■ RECORDS FOR PROCESSING:
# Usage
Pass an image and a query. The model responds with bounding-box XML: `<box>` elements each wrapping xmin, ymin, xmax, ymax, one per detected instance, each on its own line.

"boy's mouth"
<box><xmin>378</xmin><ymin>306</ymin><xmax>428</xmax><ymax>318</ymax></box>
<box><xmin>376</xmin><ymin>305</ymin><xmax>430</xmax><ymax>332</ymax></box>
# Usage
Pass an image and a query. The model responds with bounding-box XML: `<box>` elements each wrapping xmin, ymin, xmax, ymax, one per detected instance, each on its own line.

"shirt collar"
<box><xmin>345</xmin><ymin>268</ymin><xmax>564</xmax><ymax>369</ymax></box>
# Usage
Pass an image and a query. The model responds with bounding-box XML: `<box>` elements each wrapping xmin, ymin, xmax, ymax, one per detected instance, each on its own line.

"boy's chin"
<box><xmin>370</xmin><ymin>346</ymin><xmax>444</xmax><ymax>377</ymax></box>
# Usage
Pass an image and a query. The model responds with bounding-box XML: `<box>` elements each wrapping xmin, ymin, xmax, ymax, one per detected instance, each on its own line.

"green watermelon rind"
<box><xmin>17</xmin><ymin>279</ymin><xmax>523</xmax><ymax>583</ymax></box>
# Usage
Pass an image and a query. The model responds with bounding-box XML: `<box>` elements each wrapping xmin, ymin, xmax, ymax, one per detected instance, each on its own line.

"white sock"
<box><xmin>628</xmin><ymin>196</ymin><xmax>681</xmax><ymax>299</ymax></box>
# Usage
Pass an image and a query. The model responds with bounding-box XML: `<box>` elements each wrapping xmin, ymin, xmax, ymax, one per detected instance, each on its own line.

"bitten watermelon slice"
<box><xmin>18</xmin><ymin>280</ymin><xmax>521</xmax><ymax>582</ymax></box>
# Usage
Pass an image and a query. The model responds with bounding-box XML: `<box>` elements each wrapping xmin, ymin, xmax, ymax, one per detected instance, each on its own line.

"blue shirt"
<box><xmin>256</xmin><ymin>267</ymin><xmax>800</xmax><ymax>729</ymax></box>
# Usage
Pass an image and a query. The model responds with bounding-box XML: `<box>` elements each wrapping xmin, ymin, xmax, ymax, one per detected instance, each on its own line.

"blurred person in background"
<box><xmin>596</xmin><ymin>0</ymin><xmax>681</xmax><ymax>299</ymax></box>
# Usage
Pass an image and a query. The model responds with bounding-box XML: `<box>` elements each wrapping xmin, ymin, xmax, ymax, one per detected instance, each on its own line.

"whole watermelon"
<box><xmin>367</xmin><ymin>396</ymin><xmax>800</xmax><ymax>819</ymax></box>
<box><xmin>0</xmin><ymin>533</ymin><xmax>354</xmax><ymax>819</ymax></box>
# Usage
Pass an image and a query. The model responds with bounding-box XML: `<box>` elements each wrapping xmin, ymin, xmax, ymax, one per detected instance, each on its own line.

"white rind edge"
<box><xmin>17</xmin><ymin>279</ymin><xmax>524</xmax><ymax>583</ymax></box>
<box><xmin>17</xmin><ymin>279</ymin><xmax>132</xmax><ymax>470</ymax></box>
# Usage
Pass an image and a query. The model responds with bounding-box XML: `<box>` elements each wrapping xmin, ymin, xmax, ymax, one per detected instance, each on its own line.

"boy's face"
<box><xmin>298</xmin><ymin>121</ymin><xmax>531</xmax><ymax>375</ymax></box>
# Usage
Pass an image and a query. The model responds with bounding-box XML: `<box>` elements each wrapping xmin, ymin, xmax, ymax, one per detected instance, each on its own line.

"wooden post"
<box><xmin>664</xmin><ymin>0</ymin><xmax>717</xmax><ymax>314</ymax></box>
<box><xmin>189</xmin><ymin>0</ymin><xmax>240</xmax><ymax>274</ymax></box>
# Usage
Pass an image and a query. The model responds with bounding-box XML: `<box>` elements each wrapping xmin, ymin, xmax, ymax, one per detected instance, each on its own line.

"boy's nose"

■ EXERCISE BRIEF: Pull out each line of the listing above that contains the word "rind".

■ FINISHED EXERCISE:
"green watermelon rind"
"white rind edge"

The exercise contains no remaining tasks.